> **SOURCE RECORDS**:
# # # #
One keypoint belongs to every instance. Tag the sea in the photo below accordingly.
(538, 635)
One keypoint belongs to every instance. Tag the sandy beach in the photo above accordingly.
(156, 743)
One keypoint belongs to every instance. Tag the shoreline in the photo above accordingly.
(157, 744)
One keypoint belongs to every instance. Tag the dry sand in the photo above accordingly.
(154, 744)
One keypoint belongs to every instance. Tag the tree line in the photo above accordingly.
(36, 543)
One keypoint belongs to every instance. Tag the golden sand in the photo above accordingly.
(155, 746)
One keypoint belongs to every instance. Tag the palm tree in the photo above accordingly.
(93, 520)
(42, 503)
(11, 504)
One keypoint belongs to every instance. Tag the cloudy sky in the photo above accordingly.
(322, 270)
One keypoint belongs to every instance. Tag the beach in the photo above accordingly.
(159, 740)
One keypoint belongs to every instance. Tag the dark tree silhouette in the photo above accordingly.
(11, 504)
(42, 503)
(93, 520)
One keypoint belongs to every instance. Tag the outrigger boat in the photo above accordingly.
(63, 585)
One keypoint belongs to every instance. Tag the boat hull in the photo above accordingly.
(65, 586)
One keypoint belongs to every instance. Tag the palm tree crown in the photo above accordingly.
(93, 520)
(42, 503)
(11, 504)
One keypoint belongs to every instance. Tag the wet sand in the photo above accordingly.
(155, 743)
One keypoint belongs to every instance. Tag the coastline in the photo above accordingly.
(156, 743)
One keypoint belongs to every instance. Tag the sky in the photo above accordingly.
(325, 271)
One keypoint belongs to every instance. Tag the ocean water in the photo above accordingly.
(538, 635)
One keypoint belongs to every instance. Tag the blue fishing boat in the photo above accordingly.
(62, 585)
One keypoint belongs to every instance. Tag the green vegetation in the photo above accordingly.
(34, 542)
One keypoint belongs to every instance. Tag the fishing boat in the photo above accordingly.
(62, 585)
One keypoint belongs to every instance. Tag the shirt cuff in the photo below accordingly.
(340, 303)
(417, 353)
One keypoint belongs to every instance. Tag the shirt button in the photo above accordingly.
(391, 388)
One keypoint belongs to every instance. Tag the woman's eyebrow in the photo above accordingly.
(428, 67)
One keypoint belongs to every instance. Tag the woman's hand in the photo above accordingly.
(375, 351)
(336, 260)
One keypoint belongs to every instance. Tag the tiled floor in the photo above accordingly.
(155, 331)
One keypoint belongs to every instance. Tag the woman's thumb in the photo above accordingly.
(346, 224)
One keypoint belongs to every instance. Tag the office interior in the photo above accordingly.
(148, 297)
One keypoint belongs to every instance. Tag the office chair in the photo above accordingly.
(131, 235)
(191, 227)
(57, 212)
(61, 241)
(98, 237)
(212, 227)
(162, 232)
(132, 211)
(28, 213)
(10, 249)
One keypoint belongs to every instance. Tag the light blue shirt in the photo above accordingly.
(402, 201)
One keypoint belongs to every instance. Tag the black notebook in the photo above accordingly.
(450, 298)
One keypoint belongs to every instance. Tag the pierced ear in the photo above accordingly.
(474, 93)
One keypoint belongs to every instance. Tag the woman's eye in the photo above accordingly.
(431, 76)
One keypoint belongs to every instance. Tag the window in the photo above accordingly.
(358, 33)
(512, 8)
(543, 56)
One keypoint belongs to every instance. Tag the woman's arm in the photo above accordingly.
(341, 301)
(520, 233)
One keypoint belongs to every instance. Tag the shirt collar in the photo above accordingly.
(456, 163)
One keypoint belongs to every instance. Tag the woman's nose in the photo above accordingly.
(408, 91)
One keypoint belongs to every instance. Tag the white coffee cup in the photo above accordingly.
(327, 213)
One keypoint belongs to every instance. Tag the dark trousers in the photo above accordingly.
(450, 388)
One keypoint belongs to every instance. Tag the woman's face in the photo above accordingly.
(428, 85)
# # # #
> **TASK DIRECTIONS**: The answer must be a word-for-word reproduction of every record above.

> **ANSWER AREA**:
One keypoint belongs to every instance. Tag the sea in the photo below accordingly.
(538, 635)
One keypoint belongs to every instance. Tag the sandy beach in the photo above accordingly.
(156, 743)
One keypoint belongs to every instance. Tag the shoreline in the photo above accordingly.
(157, 744)
One keypoint belongs to every instance. Tag the dry sand in the photo above accordingly.
(154, 744)
One keypoint belongs to every instance. Tag the tree line in the photo above accordingly.
(36, 543)
One keypoint belongs to every instance. Tag the golden sand in the photo above accordingly.
(155, 746)
One keypoint belongs to every instance. Tag the palm tree in the photo above accordingly.
(93, 520)
(42, 503)
(11, 504)
One keypoint belongs to every instance. Tag the cloudy sky in the photo above accordingly.
(322, 270)
One keypoint belongs to every instance. Tag the beach in the photo above accordingly.
(159, 740)
One keypoint belongs to every instance. Tag the dark tree silhouette in the photo above accordingly.
(11, 504)
(42, 503)
(93, 520)
One keypoint belongs to every instance. Tag the outrigger boat in the photo above accordingly.
(63, 585)
One keypoint belongs to every instance. Tag the boat hull in the photo above accordingly.
(65, 586)
One keypoint belongs to every instance. Tag the palm tree crown in the photo above accordingly.
(93, 520)
(42, 503)
(11, 504)
One keypoint belongs to every instance. Tag the wet sand in the photo above accordingly.
(155, 743)
One keypoint belongs to every instance. Tag the coastline in the photo above accordingly.
(156, 743)
One keypoint belongs to every instance. Tag the sky in the photo above accordingly.
(325, 271)
One keypoint belongs to every instance. Tag the ocean water in the photo above accordingly.
(538, 635)
One keypoint belongs to every instance. Tag the blue fishing boat in the photo above accordingly.
(62, 585)
One keypoint belongs to every instance. Tag the green vegetation in the photo above accordingly.
(34, 542)
One keypoint belongs to every instance. Tag the fishing boat in the photo above accordingly.
(62, 585)
One keypoint belongs to every instance. Tag the shirt cuff in the photo below accordingly.
(340, 303)
(417, 353)
One keypoint belongs to every instance. Tag the shirt button in the photo above accordingly.
(391, 388)
One keypoint belongs to every instance. Tag the woman's eyebrow in the photo above accordingly.
(428, 67)
One keypoint belongs to every instance. Tag the woman's hand in the photo above accordingly.
(375, 351)
(336, 260)
One keypoint belongs to every instance. Tag the tiled floor in the photo above accordingly.
(155, 331)
One keypoint belongs to every instance. Tag the woman's thumb in the photo above accordingly.
(346, 224)
One keypoint belongs to every instance. Tag the office interior in the photo above accordingly.
(148, 297)
One keypoint belongs to every instance. Tag the office chair in the photo above accordingly.
(131, 235)
(191, 227)
(57, 212)
(61, 241)
(98, 237)
(212, 227)
(162, 232)
(132, 211)
(28, 213)
(10, 249)
One keypoint belongs to every instance. Tag the light blue shirt in the photo above accordingly.
(402, 201)
One keypoint belongs to every instance. Tag the black notebook in the photo above accordingly.
(450, 298)
One keypoint belongs to every instance. Tag the pierced ear in the photo above accordingly.
(474, 93)
One keypoint belongs to every instance. Tag the woman's eye in the photo above accordingly.
(431, 76)
One keypoint belongs to every instance. Tag the window in the photo above accordingly.
(358, 33)
(512, 8)
(543, 56)
One keypoint belongs to every instance. Tag the woman's arm in the photo above accordingly.
(341, 301)
(520, 233)
One keypoint belongs to every instance. Tag the shirt collar in the photo above accordingly.
(456, 163)
One keypoint belongs to every instance. Tag the woman's nose in the photo above accordingly.
(408, 91)
One keypoint belongs to every instance. Tag the white coffee cup in the photo above accordingly.
(327, 213)
One keypoint belongs to every instance. Tag the dark trousers in the photo above accordingly.
(450, 388)
One keypoint belongs to every instance. Tag the woman's face in the photo above accordingly.
(428, 85)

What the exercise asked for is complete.